SUPPLIED PASSAGE
Many advisers do not understand the important details around professional indemnity insurance despite the Corporations Act requiring licensees to do everything necessary to ensure efficient, honest and fair financial advice.
Interviews with potential Dover advisers are interesting exercises.
Many do not understand how their AFSL’s compensation and insurance arrangements work. They think “they are covered for everything above $15,000” or whatever.
The questions “Who is covered?”, “What is covered?” and “When it is covered?” do not get much thought. But more worrying is the common attitude, “My AFSL has such great insurance we do not have to worry about compliance”.
We see it every day. And every day we have to explain that’s not how AFSL professional indemnity insurance works. And their AFSL does not have such great insurance. In truth, their AFSL does not have much insurance at all.
Section 912A of the Corporations Act requires AFSLs to do all things necessary to ensure financial advice is provided efficiently, honestly and fairly. This means they must have adequate resources to compensate clients for breaches of the law.
Who is covered?
The insurance does not protect the client.
The insurance does not protect the adviser.
The insurance protects the AFSL.
Professional indemnity insurance is not a device to pay client compensation claims. Rather, ASIC says the insurance is one way of reducing the risk a compensation claim cannot be paid because the AFSL’s financial resources are not adequate.
AFSLs are not obliged to claim on their insurance. They may choose to pay the claim out of their own resources and, for example, if the claim was caused by an adviser acting in breach of their AFSL contract, may make ultimately require the adviser to pay the damages.
An adviser cannot force the AFSL to claim on its insurance policy, even if the AFSL is able to claim.
Advisers should never act outside the terms of their proper authority. If they do, and if a client suffers damages and claims compensation, they will be on their own, with no right or ability to claim on an insurance policy.
The key takeaway here is, “If an adviser breaches the AFSL contract, i.e. the terms of the proper authority, they are not covered by their AFSL’s professional insurance policy”.
What is covered?
This is another interesting misunderstanding. Not everything is covered. In fact, many things you would think are covered are not covered.
For example, ASIC does not require professional indemnity insurance policies to cover:
But, obviously, each of these three events could involve adviser negligence if the standard of a reasonable financial planner is not met.

WHAT THIS EXERCISE ASKS
**1)** Reproduce the part of the passage on professional indemnity insurance that begins at the words "Many advisers do" and stops after the words "are interesting exercises.".
**2)** According to the passage on professional indemnity insurance, why must AFSLs have adequate resources to compensate clients for breaches of the law?

DATA EXCERPTS
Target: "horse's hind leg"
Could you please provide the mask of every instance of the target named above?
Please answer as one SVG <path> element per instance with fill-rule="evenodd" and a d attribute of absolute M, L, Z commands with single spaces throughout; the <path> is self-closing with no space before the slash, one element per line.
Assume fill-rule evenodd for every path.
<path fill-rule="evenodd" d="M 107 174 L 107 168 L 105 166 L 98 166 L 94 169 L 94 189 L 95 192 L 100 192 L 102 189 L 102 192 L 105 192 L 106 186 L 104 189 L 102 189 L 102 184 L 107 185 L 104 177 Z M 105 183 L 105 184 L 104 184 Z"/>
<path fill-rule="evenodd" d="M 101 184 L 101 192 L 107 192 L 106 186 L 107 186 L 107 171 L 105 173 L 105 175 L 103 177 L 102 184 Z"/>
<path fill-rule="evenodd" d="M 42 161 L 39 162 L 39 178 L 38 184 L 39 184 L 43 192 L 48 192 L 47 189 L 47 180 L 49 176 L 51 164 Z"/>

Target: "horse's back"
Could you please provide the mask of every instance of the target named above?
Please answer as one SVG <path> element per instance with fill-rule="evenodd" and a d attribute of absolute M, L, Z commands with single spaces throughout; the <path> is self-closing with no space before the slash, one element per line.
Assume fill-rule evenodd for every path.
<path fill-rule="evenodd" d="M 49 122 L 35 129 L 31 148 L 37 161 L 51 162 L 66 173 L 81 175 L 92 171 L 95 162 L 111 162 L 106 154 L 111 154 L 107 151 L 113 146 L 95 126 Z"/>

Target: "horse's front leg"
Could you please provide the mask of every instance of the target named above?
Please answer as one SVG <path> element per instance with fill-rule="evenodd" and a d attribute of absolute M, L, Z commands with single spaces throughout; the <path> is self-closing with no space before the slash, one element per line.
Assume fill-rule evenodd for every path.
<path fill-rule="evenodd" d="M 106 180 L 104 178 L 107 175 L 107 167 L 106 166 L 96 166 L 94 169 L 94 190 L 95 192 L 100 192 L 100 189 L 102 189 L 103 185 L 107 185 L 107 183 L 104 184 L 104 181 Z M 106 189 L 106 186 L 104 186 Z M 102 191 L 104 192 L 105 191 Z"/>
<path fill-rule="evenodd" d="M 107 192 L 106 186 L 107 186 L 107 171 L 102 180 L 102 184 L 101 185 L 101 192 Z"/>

REPLIES
**1)**
Many advisers do not understand the important details around professional indemnity insurance despite the Corporations Act requiring licensees to do everything necessary to ensure efficient, honest and fair financial advice.
Interviews with potential Dover advisers are interesting exercises.

**2)** Section 912A of the Corporations Act requires AFSLs to do all things necessary to ensure financial advice is provided efficiently, honestly and fairly. That duty means they must have adequate resources to compensate clients for breaches of the law.